**Quoted passage**.
Arizona prison director says COVID actions can’t keep virus from entering
Dec 10, 2020, 11:35 AM | Updated: 12:46 pm
(Arizona Department of Corrections Photo)
PHOENIX — Despite following COVID-19 protocol safety measures, the head of the department of corrections said his agency can’t keep the virus out of state prisons.
“We’re unable to close that front door. … We continue that flow of transfers from [county admissions] to us. The courts continue to process criminal cases as well and we can’t stop that part of things,” David Shinn, director of Arizona Department of Corrections, Rehabilitation and Reentry, told KTAR News 92.3 FM’s The Mike Broomhead Show Thursday.
More than half of the 1,066 inmates at the Arizona State Prison Complex Yuma La Paz Unit have tested positive for coronavirus, according to data released Tuesday.
“So as we test folks and we get those results, we react immediately to that,” he said.
Inmates who test positive are housed separately from the rest of the population to try and prevent spread of the disease, Shinn said. Medication, meals and medical care are brought directly to the positive individuals.

Records from a data source

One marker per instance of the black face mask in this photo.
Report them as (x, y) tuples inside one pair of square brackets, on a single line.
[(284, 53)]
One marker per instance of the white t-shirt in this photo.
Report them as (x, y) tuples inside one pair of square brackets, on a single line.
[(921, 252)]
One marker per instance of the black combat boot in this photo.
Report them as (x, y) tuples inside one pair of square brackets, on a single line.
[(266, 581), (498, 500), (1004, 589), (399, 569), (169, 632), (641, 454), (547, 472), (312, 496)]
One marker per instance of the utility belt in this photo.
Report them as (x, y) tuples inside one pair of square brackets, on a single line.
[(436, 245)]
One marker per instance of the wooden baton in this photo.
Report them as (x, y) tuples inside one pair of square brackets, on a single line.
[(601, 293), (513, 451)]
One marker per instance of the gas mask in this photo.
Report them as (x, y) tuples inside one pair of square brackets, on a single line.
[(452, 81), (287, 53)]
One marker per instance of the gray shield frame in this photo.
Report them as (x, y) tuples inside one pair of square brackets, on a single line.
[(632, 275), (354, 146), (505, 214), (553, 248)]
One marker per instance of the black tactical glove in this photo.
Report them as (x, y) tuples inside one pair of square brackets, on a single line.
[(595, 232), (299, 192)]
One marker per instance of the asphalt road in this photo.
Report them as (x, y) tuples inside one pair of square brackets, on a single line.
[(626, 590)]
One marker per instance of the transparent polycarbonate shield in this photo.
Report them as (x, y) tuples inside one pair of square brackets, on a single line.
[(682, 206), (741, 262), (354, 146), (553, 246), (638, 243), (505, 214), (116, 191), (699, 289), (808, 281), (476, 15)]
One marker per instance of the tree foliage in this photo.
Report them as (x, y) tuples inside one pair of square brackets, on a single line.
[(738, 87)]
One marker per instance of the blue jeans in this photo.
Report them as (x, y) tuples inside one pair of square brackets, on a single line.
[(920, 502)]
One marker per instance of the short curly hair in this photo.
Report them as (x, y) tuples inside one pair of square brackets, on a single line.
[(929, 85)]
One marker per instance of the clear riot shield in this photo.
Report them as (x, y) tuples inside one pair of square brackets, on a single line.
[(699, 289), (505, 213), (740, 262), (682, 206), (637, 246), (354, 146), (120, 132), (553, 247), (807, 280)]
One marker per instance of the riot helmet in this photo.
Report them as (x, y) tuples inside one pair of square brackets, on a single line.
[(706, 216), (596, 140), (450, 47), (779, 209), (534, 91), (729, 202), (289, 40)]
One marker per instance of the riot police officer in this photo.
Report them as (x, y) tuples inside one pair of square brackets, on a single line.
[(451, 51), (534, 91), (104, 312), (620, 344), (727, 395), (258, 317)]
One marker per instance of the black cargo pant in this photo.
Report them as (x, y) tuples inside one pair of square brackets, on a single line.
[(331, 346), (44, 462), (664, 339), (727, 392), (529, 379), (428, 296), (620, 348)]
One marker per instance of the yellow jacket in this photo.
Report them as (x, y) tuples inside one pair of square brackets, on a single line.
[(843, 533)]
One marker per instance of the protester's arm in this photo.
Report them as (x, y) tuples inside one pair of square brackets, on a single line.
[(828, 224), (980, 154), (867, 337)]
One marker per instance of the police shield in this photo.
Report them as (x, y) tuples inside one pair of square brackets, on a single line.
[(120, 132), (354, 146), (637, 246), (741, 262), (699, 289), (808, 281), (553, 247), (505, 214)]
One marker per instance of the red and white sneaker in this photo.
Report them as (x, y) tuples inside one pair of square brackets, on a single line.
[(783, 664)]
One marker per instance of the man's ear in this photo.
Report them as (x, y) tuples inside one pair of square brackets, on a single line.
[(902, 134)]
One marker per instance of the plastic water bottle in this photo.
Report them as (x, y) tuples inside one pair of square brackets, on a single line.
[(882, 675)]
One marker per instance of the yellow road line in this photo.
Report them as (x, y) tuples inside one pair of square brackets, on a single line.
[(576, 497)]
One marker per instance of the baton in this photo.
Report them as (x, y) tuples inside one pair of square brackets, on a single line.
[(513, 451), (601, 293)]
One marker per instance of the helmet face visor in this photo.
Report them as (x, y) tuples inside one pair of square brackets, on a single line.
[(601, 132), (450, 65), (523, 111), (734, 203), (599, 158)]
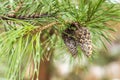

**About this exercise**. Transcribe the Arizona prison article from "PHOENIX — Despite" to "of state prisons.".

**Answer section**.
PHOENIX — Despite following COVID-19 protocol safety measures, the head of the department of corrections said his agency can’t keep the virus out of state prisons.